# INSTRUCTION
Quote the lines from the line holding "Step 1: observe the image. Step 2: locate every blue sky." to the very end of the listing, exactly, and no others.

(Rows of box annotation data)
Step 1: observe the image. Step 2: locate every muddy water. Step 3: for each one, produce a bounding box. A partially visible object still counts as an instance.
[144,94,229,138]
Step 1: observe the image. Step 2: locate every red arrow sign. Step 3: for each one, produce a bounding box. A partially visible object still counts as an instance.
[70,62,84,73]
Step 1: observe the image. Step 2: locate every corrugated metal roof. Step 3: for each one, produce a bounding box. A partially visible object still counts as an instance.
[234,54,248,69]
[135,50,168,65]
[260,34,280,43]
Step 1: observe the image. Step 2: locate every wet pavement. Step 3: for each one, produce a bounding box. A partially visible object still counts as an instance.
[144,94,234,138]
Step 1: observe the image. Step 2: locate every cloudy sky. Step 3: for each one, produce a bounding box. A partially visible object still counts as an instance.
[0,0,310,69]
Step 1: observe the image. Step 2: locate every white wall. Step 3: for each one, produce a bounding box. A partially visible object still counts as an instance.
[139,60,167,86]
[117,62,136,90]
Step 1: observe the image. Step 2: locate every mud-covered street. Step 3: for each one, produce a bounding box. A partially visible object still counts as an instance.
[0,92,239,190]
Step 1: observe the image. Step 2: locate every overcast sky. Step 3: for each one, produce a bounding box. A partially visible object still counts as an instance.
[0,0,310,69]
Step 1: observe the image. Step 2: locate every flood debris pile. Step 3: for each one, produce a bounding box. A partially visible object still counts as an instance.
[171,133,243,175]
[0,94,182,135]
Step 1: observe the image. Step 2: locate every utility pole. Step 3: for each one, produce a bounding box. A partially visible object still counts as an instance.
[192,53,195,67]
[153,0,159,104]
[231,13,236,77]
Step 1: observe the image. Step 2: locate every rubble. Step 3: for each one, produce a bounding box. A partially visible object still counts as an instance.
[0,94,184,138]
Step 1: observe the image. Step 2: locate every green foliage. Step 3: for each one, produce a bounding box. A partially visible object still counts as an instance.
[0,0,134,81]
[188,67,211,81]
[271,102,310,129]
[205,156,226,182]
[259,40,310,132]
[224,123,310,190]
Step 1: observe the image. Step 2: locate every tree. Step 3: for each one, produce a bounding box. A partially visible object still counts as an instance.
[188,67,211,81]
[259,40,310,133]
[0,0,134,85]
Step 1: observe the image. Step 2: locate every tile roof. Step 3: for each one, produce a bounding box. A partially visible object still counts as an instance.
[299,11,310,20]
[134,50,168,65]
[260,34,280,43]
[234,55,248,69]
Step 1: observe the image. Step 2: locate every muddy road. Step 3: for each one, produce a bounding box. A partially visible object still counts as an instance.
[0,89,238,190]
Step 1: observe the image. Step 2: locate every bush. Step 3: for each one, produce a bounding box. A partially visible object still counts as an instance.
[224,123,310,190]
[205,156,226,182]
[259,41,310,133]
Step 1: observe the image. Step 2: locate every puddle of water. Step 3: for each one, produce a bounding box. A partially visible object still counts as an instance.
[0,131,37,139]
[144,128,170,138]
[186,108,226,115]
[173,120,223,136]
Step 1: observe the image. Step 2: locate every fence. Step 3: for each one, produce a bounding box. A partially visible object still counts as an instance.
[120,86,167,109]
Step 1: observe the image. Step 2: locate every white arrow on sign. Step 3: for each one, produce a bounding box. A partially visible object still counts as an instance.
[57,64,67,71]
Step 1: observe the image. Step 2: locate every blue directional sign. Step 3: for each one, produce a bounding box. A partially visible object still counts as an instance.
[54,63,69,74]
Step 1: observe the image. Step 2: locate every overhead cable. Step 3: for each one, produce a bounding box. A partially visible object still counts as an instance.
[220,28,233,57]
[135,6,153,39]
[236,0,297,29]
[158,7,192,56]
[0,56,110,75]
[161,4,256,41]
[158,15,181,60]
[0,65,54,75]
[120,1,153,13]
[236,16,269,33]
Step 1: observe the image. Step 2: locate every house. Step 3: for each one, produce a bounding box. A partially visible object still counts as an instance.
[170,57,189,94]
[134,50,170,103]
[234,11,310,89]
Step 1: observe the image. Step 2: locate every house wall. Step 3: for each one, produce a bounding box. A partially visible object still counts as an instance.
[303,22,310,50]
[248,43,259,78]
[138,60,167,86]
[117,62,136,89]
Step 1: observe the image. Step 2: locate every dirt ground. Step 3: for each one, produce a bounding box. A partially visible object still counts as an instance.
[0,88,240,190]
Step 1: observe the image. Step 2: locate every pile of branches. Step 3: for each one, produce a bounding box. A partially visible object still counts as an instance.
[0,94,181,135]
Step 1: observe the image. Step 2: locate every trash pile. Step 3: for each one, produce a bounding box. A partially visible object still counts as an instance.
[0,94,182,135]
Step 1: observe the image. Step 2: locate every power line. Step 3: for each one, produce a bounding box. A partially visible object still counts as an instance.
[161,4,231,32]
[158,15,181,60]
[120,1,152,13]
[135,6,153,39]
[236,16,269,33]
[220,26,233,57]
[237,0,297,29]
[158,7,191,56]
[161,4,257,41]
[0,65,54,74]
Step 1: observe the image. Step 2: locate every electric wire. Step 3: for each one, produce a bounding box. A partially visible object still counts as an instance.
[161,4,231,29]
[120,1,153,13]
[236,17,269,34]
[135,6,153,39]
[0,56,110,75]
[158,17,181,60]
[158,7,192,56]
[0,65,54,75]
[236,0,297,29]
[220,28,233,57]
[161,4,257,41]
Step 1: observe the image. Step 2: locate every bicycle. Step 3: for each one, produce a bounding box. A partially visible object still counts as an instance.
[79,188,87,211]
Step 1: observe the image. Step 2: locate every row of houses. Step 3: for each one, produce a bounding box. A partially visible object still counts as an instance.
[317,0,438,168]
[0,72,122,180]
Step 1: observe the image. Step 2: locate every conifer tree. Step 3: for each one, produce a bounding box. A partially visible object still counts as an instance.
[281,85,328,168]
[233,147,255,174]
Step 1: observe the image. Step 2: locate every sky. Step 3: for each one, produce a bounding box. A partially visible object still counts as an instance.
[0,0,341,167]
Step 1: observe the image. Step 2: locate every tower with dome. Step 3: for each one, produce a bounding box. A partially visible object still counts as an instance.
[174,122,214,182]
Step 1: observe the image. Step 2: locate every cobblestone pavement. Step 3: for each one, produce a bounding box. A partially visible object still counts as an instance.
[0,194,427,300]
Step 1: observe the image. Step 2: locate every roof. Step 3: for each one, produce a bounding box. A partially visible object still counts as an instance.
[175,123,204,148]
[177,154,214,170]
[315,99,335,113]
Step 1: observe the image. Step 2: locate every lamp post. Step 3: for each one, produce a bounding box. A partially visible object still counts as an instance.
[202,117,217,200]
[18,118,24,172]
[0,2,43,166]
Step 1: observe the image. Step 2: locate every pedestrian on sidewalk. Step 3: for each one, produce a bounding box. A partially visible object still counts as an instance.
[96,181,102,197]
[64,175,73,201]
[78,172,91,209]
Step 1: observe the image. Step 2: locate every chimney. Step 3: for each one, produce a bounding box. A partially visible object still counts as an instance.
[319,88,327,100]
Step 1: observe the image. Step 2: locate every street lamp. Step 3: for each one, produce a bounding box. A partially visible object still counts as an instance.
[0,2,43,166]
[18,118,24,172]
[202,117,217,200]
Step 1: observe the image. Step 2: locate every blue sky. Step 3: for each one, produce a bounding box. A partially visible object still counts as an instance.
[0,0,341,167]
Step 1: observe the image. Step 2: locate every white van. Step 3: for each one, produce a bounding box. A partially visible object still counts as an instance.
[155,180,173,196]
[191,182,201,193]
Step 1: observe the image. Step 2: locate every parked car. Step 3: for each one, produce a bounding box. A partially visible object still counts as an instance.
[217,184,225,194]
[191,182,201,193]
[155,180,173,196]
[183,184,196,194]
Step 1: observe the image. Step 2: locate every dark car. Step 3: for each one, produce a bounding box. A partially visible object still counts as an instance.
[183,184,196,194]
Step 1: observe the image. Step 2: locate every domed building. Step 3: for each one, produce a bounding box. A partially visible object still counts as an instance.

# RIGHT ANSWER
Step 1: observe the image. Step 2: locate every blue sky. Step 3: for each one, produce a bounding box. A partially visible object still counts as an instance.
[0,0,341,167]
Step 1: observe the image. Step 2: locate every white van. Step 3: for each one, produce a bounding box. A partially visible object still counts as an instance.
[155,180,173,196]
[191,182,201,193]
Step 1: observe the image. Step 2: locate every parked car. Step 3: for each one, produce a bounding box. A partially visible object still counts as an instance.
[217,184,225,194]
[191,182,201,193]
[155,180,173,196]
[183,184,196,194]
Step 1: observe the image. Step 2: locate every dark car. Step 3: for each one, produce a bounding box. A partially visible object still counts as an instance.
[183,184,196,194]
Step 1: observe the image. Step 2: locate every domed building. Step 3: for each one, produce a bounding box. A partially visible object still counts as an instance.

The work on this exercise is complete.